EXERCISE AIM:
Reproduce every line of the listing from the line containing "Query: truck side mirror" through the end of the listing, shifting each point by adding 95 to both of its coordinates and keeping every other line unchanged. Leave the pictures out.

RECORDS SHOWN:

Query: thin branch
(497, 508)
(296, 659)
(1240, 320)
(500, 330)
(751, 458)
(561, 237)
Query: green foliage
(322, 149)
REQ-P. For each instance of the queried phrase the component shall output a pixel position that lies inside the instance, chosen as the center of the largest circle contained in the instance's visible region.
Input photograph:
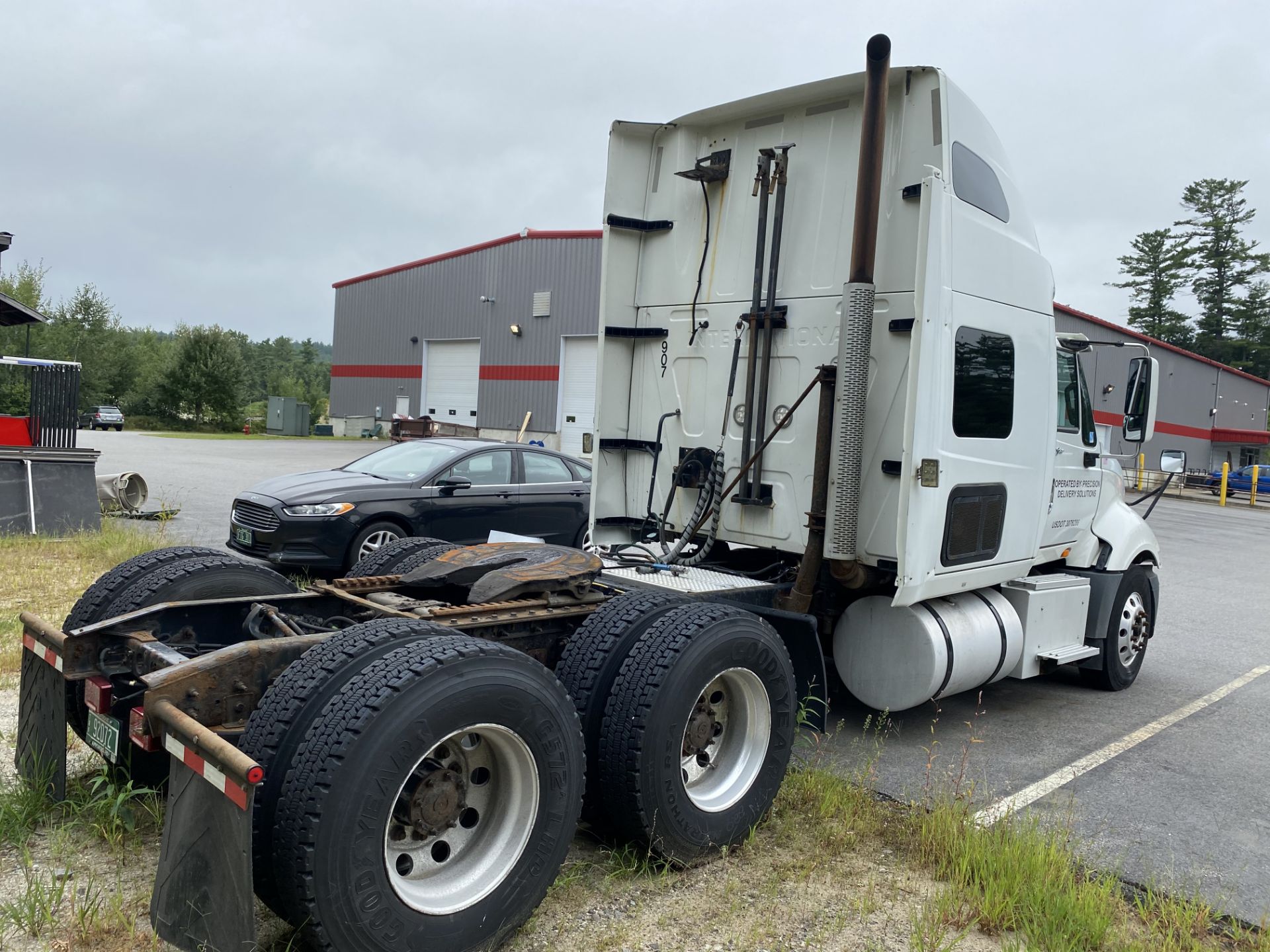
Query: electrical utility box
(287, 416)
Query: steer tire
(337, 810)
(399, 557)
(284, 716)
(1115, 674)
(695, 660)
(98, 603)
(589, 664)
(98, 598)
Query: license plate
(103, 735)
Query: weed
(34, 912)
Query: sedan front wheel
(374, 537)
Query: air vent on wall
(541, 303)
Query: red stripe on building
(520, 371)
(1154, 342)
(1177, 429)
(394, 371)
(470, 249)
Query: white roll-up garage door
(577, 394)
(452, 381)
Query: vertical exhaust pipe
(857, 325)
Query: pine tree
(1155, 272)
(1253, 331)
(1222, 260)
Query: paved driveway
(202, 476)
(1189, 807)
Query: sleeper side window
(984, 385)
(976, 183)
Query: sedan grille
(254, 516)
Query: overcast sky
(226, 161)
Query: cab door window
(1075, 408)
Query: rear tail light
(97, 695)
(138, 731)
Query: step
(1068, 653)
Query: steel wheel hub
(461, 819)
(726, 739)
(1134, 626)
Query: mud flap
(204, 895)
(41, 758)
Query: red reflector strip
(207, 772)
(38, 651)
(97, 695)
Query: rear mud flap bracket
(204, 894)
(41, 758)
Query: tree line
(192, 377)
(1206, 253)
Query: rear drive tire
(698, 731)
(399, 557)
(371, 539)
(285, 715)
(165, 575)
(589, 664)
(1129, 629)
(456, 866)
(98, 601)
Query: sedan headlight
(318, 509)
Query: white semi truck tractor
(835, 427)
(940, 509)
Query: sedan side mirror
(448, 484)
(1140, 401)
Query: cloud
(226, 163)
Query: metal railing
(54, 420)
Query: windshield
(404, 461)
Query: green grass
(46, 575)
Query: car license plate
(103, 735)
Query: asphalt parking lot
(202, 476)
(1188, 808)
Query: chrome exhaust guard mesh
(855, 340)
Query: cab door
(978, 440)
(1074, 492)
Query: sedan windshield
(404, 461)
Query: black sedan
(452, 489)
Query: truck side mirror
(1140, 400)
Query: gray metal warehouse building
(476, 337)
(1210, 412)
(484, 334)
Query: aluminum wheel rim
(447, 853)
(719, 770)
(1132, 630)
(376, 539)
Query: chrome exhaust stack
(857, 327)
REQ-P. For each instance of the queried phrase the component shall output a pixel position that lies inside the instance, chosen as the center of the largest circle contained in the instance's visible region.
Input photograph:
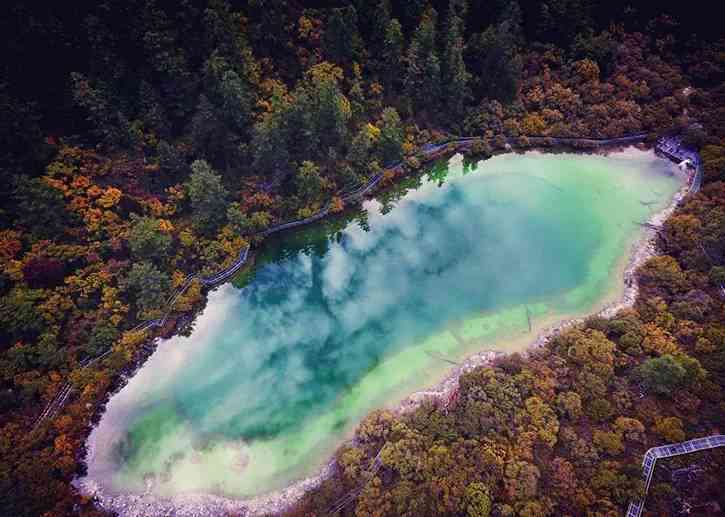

COMPLETE RESPONSE:
Query: truck side mirror
(1235, 495)
Query: gray metal warehouse building
(571, 432)
(1305, 507)
(579, 429)
Query: aluminum wheel rim
(542, 948)
(814, 865)
(1227, 725)
(471, 634)
Query: chrome exhaust stack
(952, 422)
REQ-P. For each instance of the queried phrase the component shall output a pixel position that lies inside the instance, chosen as the center of the largest circle contained in the instance's visible region.
Input photograph:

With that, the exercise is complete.